-------- Data provided --------

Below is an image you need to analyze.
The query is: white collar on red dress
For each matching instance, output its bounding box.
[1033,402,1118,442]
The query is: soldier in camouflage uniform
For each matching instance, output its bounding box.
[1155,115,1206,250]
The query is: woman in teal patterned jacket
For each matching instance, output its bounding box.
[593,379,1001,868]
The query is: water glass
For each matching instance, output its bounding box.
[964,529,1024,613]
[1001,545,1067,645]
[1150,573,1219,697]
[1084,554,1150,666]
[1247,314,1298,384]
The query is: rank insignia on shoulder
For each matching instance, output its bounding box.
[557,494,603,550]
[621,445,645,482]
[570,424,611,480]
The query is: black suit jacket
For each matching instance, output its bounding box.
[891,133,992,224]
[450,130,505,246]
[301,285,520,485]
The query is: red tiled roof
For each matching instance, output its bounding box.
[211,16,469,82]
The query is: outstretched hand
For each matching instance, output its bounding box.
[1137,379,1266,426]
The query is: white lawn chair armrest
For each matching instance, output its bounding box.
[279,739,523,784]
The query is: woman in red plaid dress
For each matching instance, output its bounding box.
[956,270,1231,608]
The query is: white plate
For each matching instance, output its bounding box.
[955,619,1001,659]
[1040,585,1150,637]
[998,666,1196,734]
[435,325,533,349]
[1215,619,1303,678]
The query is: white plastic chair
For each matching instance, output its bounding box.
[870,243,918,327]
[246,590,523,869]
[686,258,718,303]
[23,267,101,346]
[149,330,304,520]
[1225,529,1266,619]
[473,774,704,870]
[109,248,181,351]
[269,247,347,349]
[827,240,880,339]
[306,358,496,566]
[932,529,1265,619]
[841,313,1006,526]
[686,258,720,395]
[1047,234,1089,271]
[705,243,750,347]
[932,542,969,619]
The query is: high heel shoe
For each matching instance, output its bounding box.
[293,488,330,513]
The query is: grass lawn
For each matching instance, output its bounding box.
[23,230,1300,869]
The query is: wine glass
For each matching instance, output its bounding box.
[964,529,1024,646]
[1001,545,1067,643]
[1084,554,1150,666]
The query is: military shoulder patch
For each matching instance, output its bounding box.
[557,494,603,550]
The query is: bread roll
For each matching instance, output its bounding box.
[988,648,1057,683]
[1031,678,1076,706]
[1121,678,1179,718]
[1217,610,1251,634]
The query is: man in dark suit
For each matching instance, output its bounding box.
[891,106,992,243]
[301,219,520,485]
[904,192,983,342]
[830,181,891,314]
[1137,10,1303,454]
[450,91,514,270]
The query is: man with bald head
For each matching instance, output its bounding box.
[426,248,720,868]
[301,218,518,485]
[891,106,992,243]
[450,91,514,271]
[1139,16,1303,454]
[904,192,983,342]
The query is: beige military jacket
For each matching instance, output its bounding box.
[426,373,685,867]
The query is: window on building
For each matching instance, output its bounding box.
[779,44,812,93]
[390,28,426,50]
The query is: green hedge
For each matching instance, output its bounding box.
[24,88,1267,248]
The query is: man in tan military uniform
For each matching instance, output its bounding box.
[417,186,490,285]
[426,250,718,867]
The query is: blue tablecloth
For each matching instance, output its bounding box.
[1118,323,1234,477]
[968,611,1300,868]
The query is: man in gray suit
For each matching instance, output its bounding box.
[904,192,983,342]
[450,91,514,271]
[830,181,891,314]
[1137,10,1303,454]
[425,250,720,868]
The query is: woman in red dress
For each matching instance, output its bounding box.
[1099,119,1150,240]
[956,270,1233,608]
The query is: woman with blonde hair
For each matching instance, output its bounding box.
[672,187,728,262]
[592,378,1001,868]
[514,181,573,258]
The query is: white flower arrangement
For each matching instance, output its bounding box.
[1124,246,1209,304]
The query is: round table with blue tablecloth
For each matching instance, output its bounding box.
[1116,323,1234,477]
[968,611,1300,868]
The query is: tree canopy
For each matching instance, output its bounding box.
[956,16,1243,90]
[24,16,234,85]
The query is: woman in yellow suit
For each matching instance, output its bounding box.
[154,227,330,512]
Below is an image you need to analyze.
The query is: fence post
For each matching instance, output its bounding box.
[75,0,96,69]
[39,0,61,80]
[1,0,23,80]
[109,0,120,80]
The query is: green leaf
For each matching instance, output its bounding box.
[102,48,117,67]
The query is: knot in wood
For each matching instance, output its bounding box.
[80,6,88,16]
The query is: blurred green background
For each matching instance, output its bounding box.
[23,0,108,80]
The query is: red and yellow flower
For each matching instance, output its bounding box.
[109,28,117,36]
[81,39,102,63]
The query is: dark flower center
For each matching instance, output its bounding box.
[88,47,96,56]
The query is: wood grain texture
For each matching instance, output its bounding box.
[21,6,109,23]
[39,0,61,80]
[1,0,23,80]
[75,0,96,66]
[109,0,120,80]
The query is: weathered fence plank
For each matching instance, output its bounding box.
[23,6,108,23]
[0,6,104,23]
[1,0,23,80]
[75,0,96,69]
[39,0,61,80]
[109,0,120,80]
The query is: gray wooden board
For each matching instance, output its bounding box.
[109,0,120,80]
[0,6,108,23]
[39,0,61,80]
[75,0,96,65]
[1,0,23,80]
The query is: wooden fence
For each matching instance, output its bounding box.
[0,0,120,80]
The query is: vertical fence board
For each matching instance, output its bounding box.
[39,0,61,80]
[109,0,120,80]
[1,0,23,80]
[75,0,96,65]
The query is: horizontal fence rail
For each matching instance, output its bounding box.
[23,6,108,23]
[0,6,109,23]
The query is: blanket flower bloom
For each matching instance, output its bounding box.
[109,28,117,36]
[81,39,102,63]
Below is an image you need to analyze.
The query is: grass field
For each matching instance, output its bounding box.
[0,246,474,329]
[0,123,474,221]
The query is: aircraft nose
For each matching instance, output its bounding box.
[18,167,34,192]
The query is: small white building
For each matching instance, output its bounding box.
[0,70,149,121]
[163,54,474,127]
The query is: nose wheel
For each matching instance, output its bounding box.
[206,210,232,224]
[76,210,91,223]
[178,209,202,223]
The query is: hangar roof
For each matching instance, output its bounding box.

--------

Short task: Can you write out the material again, beginning at the line that has "The query is: beige military jacket" and stopping after the line that has "[425,250,720,868]", with the requests included and every bounding-box coordinate multiplied by 0.85 and rounded to a whole number (halves round up)? Give only those lines.

Written answer:
The query is: beige military jacket
For each matching instance, output its bounding box.
[362,317,582,737]
The query is: window on building
For each matching instance, output its bounding box.
[662,37,690,79]
[332,24,362,43]
The query is: green hedge
For each matching instance, output its bounding box.
[20,75,1077,211]
The query is: man in tan military uniform
For each matching instance, output its bounding box.
[354,158,417,242]
[362,213,610,737]
The query is: blue tablecloth
For each matching instance, output its bounding box.
[950,275,1049,405]
[823,519,1105,738]
The query is: man in gray suit
For each matching instance, output its bounding box.
[768,163,836,291]
[383,77,437,230]
[706,154,757,267]
[966,9,1108,386]
[361,213,612,738]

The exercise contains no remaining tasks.